(Stored records)
=======

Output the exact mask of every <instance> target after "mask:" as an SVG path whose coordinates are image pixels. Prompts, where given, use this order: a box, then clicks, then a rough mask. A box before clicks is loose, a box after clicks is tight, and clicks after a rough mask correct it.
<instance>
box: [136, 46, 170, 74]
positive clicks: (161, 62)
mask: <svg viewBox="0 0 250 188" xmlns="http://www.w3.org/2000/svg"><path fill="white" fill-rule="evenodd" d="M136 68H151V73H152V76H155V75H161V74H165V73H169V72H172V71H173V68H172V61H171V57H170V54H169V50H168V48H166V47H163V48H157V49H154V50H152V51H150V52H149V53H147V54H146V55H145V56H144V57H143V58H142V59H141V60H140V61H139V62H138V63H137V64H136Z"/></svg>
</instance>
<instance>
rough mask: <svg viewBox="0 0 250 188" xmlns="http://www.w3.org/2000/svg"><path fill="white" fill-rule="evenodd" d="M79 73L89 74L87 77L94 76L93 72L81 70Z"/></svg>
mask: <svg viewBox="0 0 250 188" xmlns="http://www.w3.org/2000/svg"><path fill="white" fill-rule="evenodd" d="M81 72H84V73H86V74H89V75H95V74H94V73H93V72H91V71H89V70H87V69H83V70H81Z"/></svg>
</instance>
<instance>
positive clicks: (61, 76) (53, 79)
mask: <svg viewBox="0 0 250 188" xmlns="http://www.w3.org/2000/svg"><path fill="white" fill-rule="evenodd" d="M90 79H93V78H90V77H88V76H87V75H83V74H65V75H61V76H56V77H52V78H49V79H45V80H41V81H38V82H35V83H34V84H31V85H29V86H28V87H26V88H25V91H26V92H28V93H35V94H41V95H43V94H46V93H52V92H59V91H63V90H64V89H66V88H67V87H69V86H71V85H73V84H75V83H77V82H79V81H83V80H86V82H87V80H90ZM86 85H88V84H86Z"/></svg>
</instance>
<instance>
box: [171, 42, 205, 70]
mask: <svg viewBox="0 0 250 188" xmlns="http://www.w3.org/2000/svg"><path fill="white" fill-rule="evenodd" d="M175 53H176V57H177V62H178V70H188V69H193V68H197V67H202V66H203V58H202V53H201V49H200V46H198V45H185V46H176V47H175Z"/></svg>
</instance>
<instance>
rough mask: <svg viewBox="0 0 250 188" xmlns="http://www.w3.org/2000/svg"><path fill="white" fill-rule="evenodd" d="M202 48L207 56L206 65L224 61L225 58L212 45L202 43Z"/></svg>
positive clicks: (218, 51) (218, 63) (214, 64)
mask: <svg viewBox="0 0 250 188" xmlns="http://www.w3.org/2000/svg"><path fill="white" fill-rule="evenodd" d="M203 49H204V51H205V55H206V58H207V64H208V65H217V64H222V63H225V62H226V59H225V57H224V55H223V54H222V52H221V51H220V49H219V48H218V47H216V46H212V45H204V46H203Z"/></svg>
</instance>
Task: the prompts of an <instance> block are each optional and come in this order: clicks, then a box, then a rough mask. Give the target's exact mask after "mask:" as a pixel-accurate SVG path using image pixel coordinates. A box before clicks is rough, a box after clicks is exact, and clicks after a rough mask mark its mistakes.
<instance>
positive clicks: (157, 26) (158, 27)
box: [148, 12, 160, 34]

=======

Your job is to give the data above again exactly, in full.

_Reply to the exercise_
Output the exact mask of every <instance> target after "mask:" as an SVG path whose coordinates are image pixels. Prompts, where given, use this order: a box, then clicks, then a rough mask. A box before clicks is loose, a box after clicks is tight, and clicks after a rough mask correct it.
<instance>
box: [136, 46, 170, 74]
positive clicks: (161, 62)
mask: <svg viewBox="0 0 250 188" xmlns="http://www.w3.org/2000/svg"><path fill="white" fill-rule="evenodd" d="M136 68H151V73H152V76H155V75H161V74H165V73H169V72H172V71H173V68H172V61H171V57H170V54H169V50H168V48H166V47H163V48H157V49H154V50H152V51H150V52H149V53H147V54H146V55H145V56H144V57H143V58H142V59H141V60H140V61H139V62H138V63H137V64H136Z"/></svg>
</instance>
<instance>
rough mask: <svg viewBox="0 0 250 188" xmlns="http://www.w3.org/2000/svg"><path fill="white" fill-rule="evenodd" d="M79 73L89 74L87 77L94 76L93 72L81 70Z"/></svg>
mask: <svg viewBox="0 0 250 188" xmlns="http://www.w3.org/2000/svg"><path fill="white" fill-rule="evenodd" d="M81 72H84V73H86V74H89V75H95V74H94V73H93V72H91V71H89V70H87V69H83V70H81Z"/></svg>
</instance>
<instance>
positive clicks: (61, 76) (53, 79)
mask: <svg viewBox="0 0 250 188" xmlns="http://www.w3.org/2000/svg"><path fill="white" fill-rule="evenodd" d="M90 79H93V78H90V77H88V76H87V75H83V74H65V75H61V76H56V77H52V78H49V79H45V80H41V81H38V82H35V83H34V84H31V85H29V86H28V87H26V88H25V91H26V92H28V93H35V94H41V95H43V94H46V93H52V92H59V91H63V90H64V89H66V88H67V87H69V86H71V85H73V84H75V83H77V82H79V81H83V80H86V82H87V80H90ZM86 85H88V84H86Z"/></svg>
</instance>
<instance>
box: [171, 42, 205, 70]
mask: <svg viewBox="0 0 250 188" xmlns="http://www.w3.org/2000/svg"><path fill="white" fill-rule="evenodd" d="M175 53H176V57H177V62H178V70H188V69H193V68H197V67H202V66H203V58H202V53H201V49H200V46H198V45H185V46H176V47H175Z"/></svg>
</instance>
<instance>
rough mask: <svg viewBox="0 0 250 188" xmlns="http://www.w3.org/2000/svg"><path fill="white" fill-rule="evenodd" d="M202 48L207 56L206 65L224 61L225 58L212 45L202 43Z"/></svg>
positive clicks: (218, 51) (218, 63) (214, 64)
mask: <svg viewBox="0 0 250 188" xmlns="http://www.w3.org/2000/svg"><path fill="white" fill-rule="evenodd" d="M203 49H204V51H205V55H206V58H207V64H208V65H217V64H222V63H225V62H226V59H225V57H224V55H223V54H222V52H221V51H220V49H219V48H218V47H216V46H212V45H204V46H203Z"/></svg>
</instance>
Task: the prompts of an <instance> block are each optional and come in this order: clicks, then a box, then a rough mask. Give the target's exact mask after "mask:" as a pixel-accurate SVG path using image pixel coordinates. A box before clicks is rough, a box after clicks is exact, and clicks after a rough mask mark its mistakes.
<instance>
positive clicks: (157, 26) (158, 27)
box: [148, 12, 160, 34]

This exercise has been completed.